- _REQUIREMENTS_:
Using the records below, copy out exactly the line that contains "Target: boy's hand on steering wheel" and every line that follows it, up to and including the last, and no others.

[Raw records]
========================

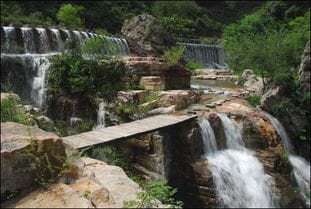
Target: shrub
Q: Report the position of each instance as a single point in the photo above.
(254, 100)
(153, 191)
(193, 65)
(174, 55)
(69, 16)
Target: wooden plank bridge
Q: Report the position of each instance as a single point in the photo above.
(125, 130)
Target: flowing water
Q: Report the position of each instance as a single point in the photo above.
(301, 168)
(29, 50)
(100, 115)
(209, 55)
(208, 135)
(239, 177)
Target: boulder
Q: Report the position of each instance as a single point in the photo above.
(18, 143)
(153, 83)
(271, 96)
(146, 36)
(98, 186)
(9, 95)
(304, 69)
(180, 98)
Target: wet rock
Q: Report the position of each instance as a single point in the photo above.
(16, 139)
(304, 69)
(9, 95)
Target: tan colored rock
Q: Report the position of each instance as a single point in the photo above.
(153, 83)
(16, 172)
(56, 196)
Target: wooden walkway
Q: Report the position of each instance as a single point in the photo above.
(125, 130)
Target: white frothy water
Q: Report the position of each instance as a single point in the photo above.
(208, 136)
(301, 168)
(101, 115)
(239, 177)
(232, 132)
(240, 180)
(38, 92)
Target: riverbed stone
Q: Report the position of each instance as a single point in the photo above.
(16, 142)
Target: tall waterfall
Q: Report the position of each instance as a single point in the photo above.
(301, 168)
(239, 176)
(211, 56)
(101, 115)
(28, 50)
(208, 135)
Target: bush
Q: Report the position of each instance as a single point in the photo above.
(193, 65)
(174, 55)
(153, 191)
(69, 16)
(10, 112)
(254, 100)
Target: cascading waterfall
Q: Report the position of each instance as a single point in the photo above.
(100, 115)
(208, 136)
(301, 168)
(239, 176)
(210, 56)
(32, 48)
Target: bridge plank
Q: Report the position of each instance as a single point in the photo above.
(125, 130)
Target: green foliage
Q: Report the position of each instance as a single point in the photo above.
(178, 25)
(174, 55)
(69, 16)
(193, 65)
(153, 191)
(267, 46)
(11, 112)
(73, 75)
(254, 100)
(98, 48)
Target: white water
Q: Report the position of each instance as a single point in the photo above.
(38, 92)
(208, 136)
(100, 115)
(238, 175)
(232, 132)
(301, 168)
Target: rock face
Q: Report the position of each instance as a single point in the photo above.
(304, 70)
(251, 82)
(16, 139)
(146, 36)
(160, 75)
(99, 186)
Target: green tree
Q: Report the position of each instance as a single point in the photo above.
(69, 16)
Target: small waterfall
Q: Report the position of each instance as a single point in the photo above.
(30, 48)
(208, 135)
(239, 176)
(232, 132)
(301, 168)
(29, 40)
(210, 56)
(40, 65)
(101, 115)
(58, 39)
(44, 44)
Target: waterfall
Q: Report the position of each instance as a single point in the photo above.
(32, 47)
(232, 132)
(301, 168)
(239, 177)
(100, 115)
(210, 56)
(40, 65)
(208, 136)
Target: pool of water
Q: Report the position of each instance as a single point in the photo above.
(205, 84)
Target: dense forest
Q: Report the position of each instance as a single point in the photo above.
(155, 104)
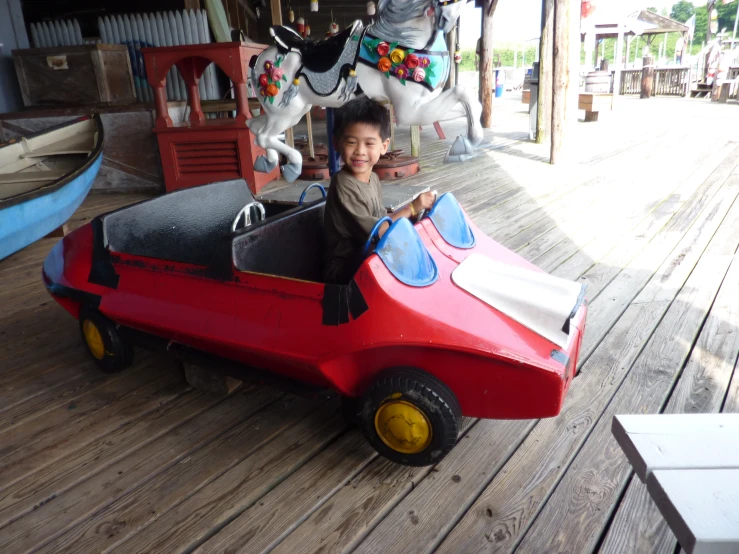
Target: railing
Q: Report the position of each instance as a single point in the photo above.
(731, 76)
(673, 81)
(631, 81)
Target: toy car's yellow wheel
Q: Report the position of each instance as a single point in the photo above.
(403, 426)
(93, 339)
(410, 417)
(100, 335)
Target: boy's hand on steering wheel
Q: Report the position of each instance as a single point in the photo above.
(425, 201)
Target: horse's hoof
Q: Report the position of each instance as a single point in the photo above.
(263, 165)
(453, 158)
(461, 146)
(291, 172)
(460, 151)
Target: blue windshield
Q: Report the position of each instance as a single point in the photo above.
(448, 218)
(404, 254)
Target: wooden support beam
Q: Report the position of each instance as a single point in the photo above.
(451, 44)
(276, 12)
(647, 77)
(251, 14)
(546, 68)
(277, 20)
(487, 79)
(415, 140)
(561, 76)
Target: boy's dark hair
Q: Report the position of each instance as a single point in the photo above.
(362, 110)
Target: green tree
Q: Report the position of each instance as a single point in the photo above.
(682, 11)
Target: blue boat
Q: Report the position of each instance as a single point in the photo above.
(44, 178)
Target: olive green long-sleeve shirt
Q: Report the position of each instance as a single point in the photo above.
(352, 210)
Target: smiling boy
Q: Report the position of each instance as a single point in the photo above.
(354, 204)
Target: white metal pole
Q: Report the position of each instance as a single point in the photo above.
(617, 69)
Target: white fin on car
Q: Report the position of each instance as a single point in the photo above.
(538, 301)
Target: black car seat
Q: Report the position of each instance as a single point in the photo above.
(183, 226)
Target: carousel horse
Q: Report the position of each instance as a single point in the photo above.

========================

- _TASK SOLUTION_:
Target: boy's hand on steering wheel
Q: Report the position of each instance as a single point in the photo above.
(425, 201)
Target: horse's hoof
Q: Report the position of each instance as a single point in the photo above.
(263, 165)
(453, 158)
(461, 146)
(291, 172)
(460, 151)
Target: blue windshield
Q: Report the position of each instance as a single point in the photo above.
(448, 218)
(404, 254)
Target: wooden support beam
Q: Report the position of each instance as a single point in the photo above.
(451, 44)
(276, 12)
(647, 77)
(251, 14)
(546, 68)
(277, 20)
(487, 79)
(415, 140)
(561, 76)
Target: boy's dark hair
Q: Report the position of each instance as a single point in the photo above.
(362, 110)
Target: green tree
Q: Report the position of each instance as a single point in the photo above.
(682, 11)
Target: blue boat
Q: Report the position of each instance as a single point in the photo above.
(44, 178)
Target: olive green long-sleeve shirt
Q: Report the position of each instance as a single point in the photo above.
(352, 210)
Target: smiling boy
Q: Report the position of each instance as a single point in the photo above.
(354, 204)
Target: white metal pole
Q: Report the position of each instance as a single point in the photo above.
(617, 69)
Target: white fin on car
Q: Report the position of each instance as a single point in the photo above.
(538, 301)
Target: black car seat
Q: Report the position of each instance as a single point in the photo above.
(183, 226)
Target: carousel horse
Q: Report the position of each instance as a single point in the photo above.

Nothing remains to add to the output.